● Exercises
1. Decide whether each statement below agrees with the blog post about graphing Social Security baby name data: (a) the state files use a tab-separated format, (b) radio buttons are used to choose the sex, and (c) the graph function uses PyPlot to display the graph in a separate window. Answer each with yes or no and quote the words of the post that decide it.
2. Write the next part of the blog post about graphing Social Security baby name data, starting after its last sentence.

● Text excerpt
··········

Search This Blog

Thursday, December 26, 2019

Social Security Administration Baby Name Database

Introduction

At this link, you can access the SSA's so-called Baby Name data broken down both nationally and by state.  Each file is a zip file.  When you unzip the State file, it gives you a text file named for each 2-letter state code.  These files use a comma separated values format and each line includes, the state (which seems to me to be redundant), the sex, the year, the name and number of births.  The national data files are broken down by year.  In each year's file, again formatted in CSV, it includes the name, the sex and the number of births.  I downloaded these files and decided I wanted to make a program that would show a graph for a given name, for a given locale over the years.  In the program, I used Python's CSV module to read the file data into lists of lists.  One thing is that CSV defaults every field to strings so you have to convert things to floats.

The UI

So the UI has been made with Tkinter.  It consists of an Entry for the name, a couple of radio selectors for sex, a OptionMenu for the state, a button to generate the graph and a bunch of labels.
I used an Entry for the name information.  For the sex, so as to reduce user entry errors, I used radio buttons.  Again, to ensure data validity in calls to subroutines, I used an OptionMenu object (usually called a dropdown).

The Action

Basically, everything starts after the user hits the Graph button.  This then calls the calc function.  The calc function figures out whether the user selected a national or state level request.  If it is national, then the code calls the national function, if it is state level then it calls the bystate function.
Both the national and bystate functions go and read the appropriate files to build two lists which have corresponding x and y values to be graphed.  These both then call the graph function which uses PyPlot API calls to draw and display the graph in a separate window.  Typical results are below and of course, there's no reason why I would have picked the name Martin for the examples.

··········

[Excerpts of bounding box data]
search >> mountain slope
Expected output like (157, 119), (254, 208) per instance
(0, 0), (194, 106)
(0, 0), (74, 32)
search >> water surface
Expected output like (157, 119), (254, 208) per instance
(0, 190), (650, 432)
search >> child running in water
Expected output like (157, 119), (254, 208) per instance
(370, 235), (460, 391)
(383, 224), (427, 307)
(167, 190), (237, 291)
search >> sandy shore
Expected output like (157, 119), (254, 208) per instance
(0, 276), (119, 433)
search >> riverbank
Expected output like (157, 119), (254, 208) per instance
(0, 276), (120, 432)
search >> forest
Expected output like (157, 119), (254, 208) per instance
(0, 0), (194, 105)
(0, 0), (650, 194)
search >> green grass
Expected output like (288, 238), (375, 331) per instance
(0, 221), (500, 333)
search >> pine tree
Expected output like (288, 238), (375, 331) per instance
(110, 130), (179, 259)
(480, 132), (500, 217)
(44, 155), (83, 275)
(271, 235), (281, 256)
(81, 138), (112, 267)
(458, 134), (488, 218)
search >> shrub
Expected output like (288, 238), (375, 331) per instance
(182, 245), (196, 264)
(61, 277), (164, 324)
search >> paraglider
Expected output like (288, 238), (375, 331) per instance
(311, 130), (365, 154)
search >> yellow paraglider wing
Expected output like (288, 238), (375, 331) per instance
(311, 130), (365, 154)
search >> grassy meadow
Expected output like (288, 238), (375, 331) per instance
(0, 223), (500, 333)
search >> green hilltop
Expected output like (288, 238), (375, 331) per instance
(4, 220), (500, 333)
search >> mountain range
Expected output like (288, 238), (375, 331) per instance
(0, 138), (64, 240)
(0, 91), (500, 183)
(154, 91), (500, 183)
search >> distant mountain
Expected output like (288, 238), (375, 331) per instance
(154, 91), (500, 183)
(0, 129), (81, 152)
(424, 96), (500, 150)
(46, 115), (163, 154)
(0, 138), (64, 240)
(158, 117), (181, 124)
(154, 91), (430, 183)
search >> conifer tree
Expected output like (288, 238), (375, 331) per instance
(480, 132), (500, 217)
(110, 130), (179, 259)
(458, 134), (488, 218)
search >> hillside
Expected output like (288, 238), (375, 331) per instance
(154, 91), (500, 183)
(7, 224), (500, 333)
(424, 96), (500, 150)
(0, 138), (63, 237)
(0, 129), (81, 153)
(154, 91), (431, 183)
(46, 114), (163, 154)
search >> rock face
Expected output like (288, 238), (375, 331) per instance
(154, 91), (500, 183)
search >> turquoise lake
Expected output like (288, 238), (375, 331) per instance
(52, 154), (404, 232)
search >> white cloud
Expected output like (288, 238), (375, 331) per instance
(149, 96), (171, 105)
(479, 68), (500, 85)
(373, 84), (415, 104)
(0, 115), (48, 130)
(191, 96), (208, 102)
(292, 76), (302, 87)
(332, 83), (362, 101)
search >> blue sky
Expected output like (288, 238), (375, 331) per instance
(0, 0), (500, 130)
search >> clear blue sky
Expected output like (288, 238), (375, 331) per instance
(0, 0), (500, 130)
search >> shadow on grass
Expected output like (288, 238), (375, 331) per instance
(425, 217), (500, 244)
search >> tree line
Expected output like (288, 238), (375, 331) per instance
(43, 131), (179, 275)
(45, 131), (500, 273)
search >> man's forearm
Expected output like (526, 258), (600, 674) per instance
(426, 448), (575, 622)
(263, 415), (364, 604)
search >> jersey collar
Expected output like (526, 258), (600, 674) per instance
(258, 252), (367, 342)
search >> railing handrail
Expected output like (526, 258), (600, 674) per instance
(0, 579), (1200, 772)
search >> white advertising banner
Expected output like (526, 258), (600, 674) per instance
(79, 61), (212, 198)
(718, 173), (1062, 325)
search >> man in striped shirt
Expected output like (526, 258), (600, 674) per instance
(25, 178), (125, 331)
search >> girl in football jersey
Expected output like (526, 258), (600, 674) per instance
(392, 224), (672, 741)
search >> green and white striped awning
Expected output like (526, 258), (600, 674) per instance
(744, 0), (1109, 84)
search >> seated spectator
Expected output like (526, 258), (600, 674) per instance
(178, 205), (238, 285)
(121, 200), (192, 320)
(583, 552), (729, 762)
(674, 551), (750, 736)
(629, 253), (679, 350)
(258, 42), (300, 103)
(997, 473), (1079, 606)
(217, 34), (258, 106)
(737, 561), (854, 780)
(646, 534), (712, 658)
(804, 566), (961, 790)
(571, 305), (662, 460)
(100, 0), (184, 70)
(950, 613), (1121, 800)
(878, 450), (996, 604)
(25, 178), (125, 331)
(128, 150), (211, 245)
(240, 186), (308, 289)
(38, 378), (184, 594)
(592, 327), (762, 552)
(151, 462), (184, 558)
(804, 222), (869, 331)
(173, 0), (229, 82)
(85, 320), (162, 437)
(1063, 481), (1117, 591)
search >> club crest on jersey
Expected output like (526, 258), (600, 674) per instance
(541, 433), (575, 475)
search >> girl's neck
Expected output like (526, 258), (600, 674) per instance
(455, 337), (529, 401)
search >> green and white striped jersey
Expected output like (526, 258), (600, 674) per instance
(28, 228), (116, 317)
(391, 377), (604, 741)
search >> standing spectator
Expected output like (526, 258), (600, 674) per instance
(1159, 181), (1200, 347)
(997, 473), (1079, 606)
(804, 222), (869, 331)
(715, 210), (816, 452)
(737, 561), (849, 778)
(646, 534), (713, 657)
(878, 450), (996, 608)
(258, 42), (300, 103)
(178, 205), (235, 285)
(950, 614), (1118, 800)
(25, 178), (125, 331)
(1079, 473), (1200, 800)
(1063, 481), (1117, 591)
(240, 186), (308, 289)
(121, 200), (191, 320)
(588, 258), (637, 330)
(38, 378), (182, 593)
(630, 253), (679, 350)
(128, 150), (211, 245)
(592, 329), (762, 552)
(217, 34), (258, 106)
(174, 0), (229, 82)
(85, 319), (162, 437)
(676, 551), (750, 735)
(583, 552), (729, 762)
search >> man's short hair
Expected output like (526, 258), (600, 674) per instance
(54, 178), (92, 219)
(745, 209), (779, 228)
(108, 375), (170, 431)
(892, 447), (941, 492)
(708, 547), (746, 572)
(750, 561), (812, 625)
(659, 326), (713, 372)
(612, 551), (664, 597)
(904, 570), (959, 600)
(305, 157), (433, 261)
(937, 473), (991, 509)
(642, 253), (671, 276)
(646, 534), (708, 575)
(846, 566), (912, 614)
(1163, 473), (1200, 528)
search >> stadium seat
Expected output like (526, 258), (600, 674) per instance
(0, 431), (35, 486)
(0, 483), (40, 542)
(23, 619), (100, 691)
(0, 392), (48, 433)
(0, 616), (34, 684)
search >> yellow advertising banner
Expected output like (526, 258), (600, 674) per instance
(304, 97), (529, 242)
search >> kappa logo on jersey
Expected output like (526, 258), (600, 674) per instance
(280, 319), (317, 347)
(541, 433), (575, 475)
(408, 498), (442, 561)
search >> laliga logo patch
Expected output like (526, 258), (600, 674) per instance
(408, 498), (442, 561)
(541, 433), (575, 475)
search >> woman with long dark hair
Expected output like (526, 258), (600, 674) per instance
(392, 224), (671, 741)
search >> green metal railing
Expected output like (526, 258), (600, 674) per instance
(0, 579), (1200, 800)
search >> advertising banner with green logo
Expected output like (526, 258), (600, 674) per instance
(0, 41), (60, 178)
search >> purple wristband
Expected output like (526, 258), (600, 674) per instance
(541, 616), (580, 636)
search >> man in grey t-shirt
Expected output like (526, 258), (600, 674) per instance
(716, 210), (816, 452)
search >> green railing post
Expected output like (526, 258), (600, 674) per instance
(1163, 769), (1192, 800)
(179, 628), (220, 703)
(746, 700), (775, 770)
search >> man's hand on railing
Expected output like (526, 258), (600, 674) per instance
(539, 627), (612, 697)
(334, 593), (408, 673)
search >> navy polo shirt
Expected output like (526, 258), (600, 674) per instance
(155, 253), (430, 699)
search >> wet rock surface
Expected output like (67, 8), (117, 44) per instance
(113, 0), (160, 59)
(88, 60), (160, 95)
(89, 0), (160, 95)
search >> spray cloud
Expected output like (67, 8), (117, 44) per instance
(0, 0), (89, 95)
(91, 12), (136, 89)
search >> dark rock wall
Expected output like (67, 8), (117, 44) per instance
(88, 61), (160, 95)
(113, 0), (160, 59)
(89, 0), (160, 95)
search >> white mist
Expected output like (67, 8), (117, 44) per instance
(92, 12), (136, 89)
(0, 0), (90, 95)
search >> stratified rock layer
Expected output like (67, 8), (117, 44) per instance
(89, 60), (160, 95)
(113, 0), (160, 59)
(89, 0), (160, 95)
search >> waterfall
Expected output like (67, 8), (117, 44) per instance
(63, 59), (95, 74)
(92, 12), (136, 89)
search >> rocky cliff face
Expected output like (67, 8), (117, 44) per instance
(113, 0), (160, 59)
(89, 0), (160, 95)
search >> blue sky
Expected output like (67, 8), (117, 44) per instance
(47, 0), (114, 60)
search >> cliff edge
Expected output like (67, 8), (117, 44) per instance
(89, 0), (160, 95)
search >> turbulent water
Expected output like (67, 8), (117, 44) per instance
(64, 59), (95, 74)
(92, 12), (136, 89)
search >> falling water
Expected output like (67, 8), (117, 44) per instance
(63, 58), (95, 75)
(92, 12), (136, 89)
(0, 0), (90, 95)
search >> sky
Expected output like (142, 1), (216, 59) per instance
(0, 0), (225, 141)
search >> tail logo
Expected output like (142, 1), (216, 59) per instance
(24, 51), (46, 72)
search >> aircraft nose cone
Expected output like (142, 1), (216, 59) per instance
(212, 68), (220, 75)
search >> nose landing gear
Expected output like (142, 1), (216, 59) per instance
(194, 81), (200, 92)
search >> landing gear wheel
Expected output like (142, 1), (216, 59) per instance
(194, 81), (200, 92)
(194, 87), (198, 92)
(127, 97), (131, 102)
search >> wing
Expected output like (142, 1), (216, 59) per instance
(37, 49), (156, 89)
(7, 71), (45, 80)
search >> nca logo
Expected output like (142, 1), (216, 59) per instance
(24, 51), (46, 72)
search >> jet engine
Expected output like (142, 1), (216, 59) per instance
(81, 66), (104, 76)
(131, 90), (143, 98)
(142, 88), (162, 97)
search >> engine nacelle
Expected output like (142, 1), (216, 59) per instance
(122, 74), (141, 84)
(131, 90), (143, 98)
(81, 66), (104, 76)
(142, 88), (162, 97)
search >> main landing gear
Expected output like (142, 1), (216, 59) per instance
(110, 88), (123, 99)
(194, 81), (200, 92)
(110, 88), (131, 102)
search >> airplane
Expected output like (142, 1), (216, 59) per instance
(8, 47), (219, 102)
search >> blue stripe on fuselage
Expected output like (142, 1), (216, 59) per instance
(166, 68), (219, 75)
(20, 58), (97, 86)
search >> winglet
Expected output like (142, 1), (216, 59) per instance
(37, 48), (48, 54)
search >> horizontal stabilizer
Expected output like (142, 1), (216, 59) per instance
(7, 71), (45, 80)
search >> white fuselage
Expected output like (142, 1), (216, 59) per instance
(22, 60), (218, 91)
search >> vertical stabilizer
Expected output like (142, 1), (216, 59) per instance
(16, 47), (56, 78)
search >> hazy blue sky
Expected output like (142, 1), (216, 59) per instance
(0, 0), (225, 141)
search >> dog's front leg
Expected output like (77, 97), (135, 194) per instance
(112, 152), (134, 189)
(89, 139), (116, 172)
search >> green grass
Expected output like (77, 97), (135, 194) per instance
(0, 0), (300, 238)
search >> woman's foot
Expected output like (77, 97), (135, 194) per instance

··········

● Responses per task
1.
(a) No: "These files use a comma separated values format"
(b) Yes: "For the sex, so as to reduce user entry errors, I used radio buttons."
(c) Yes: "These both then call the graph function which uses PyPlot API calls to draw and display the graph in a separate window."

2.
The Code

## Code to process downloaded national name data - Using GUI

from tkinter import *
from tkinter import ttk
import matplotlib.pyplot as plt
import csv

filelocation = ##INSERT STRING OF WHERE YOUR FILES ARE

## This function reads the information from the national files.
## Data is Name, M/F, number of births
def national(the_name,sex):
    xdata=[]
    ydata=[]
    for year in range(1880,2019):
        file = open(filelocation+"yob"+str(year)+'.txt', newline='')
        r = csv.reader(file)
        for row in r:
            if row[0]==the_name and row[1]==sex:
                xdata.append(float(year))
                ydata.append(float(row[2]))
        file.close()
    graph(xdata,ydata,the_name,sex,"USA")


## This function reads the information from the State files.
## Data is State,Sex (M/F), Year,Name, Number of births
def bystate(the_name,sex,state):
    xdata=[]
    ydata=[]
    file=open(filelocation+state+'.txt',newline='')
    r = csv.reader(file)
    for row in r:
        if row[3]==the_name and sex==row[1]:
            xdata.append(float(row[2]))
            ydata.append(float(row[4]))
    file.close()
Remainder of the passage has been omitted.